§ Work instruction 1: In the piece on the mosque attacks near Peshawar, how many lives did the attack at the newly built mosque near Darra Adam Khel take?
§ Work instruction 2: Continue the piece on the mosque attacks near Peshawar from its final sentence.

§ Source extract:

Content starts

What an irony that in a country created in the name of Islam, Pakistan, mosques remain prime targets of terrorist attacks. Come Friday and fear grips the faithful, and this Friday was no different from many past Fridays. Among the two attacks on mosques in areas not far from Peshawar, the capital of embattled Khyber Pakhtunkhwa, 74 were killed and about 130 injured some quite critically.
The one at a newly-built mosque near Darra Adam Khel, the famous gun-manufacturing town, took some 69 lives. The damage to the mosque structure was extensive, as some houses in the neighbourhood also suffered damage. A teen suicide bomber is believed to have exploded himself amidst some two hundred 'namazis' as they congregated for Juma prayers. The other attack was on a mosque in the village of Budber, a place which once hosted an airstrip from which flew the U-2 on an espionage mission and was shot down by the Soviets, earning Pakistan sharp annoyance of Nikita Khrushchev who led the Soviet Union during part of the Cold War. An explosive device is said to have been thrown into the mosque compound as 'namazis', were offering 'Isha' prayers. Darra has the tragic distinction of being hit twice; earlier, in March 2008, a tribal jirga was suicide-bombed in which 40 tribal elders lost their lives.
That the terrorists feel uninhibited at all in attacking mosques and funeral gatherings is a measure of the brutalization that tends to overwhelm all sensitivities - about religion, culture or humanity. We have just gone through a spell of devastating attacks on shrines in Karachi, Pakpattan and Lahore. And of course bazaars, schools, and government facilities remain terrorists' pet targets. As if they are not anything but heartless zombies and robots wired to kill, not really bothering whom to kill. It is not known whether this is the payoff of religious frenzy, tribal feuds and enemy-engineered plots. Perhaps it's all this and much more that we need to find out. The truth is that we, both as a people and a government, have yet to comprehend the phenomenon of violence that rocks us so violently and so regularly.

Content ends

§ Data section:

Content starts

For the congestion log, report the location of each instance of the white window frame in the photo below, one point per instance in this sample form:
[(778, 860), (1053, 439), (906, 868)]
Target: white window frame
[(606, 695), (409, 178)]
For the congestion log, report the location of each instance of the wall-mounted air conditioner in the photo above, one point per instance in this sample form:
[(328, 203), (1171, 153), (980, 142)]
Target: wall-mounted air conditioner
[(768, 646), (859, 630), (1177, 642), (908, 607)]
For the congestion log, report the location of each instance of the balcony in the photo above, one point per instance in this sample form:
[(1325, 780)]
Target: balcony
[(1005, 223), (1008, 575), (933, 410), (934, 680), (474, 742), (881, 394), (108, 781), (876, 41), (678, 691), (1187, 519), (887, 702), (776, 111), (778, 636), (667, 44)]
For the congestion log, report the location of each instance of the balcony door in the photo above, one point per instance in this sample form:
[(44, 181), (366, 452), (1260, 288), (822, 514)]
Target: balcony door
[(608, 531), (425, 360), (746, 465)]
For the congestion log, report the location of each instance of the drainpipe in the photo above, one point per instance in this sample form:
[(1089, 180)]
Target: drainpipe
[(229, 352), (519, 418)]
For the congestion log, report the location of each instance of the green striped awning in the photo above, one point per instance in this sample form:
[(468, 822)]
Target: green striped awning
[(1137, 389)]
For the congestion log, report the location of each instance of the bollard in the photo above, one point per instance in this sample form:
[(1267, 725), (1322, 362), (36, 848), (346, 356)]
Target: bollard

Content ends

§ Task output 1: Some 69 lives.

§ Task output 2:
We report a terror-related incident as a one-time event, with officials making conjectures as to who was the bomber, who must be behind him, reconstruct its facial profile, undertake a DNA test - and forget. Pity, only a very fraction of alleged terrorists and their godfathers have been brought before the courts, and their successful prosecution is even more fractional. It's very often a narrative of the fabled blind men who described elephant only as much as they touched. In the absence of a coherent strategy and a plan of action to be executed under one roof against the ubiquitous terrorism there is not much to inspire hope of fighting out this demon which every second day appears at our doors.
As to who had inspired the attack on the Darra Adam Khel mosque some media reports say it could be the work of the Tehreek-i-Taliban Pakistan (TTP), arguing that there was a long running feud between the local tribesmen and the Taliban and had caused many deaths on both sides, including the attack on jirga in 2008. However, of late, peace had been restored thanks to a peace deal. But the TTP has rejected this possibility, its spokesman Azam Tariq insisting that the Blackwater is involved - in line with a minority perception that if the Taliban spare mosques in Afghanistan why should they target in Pakistan.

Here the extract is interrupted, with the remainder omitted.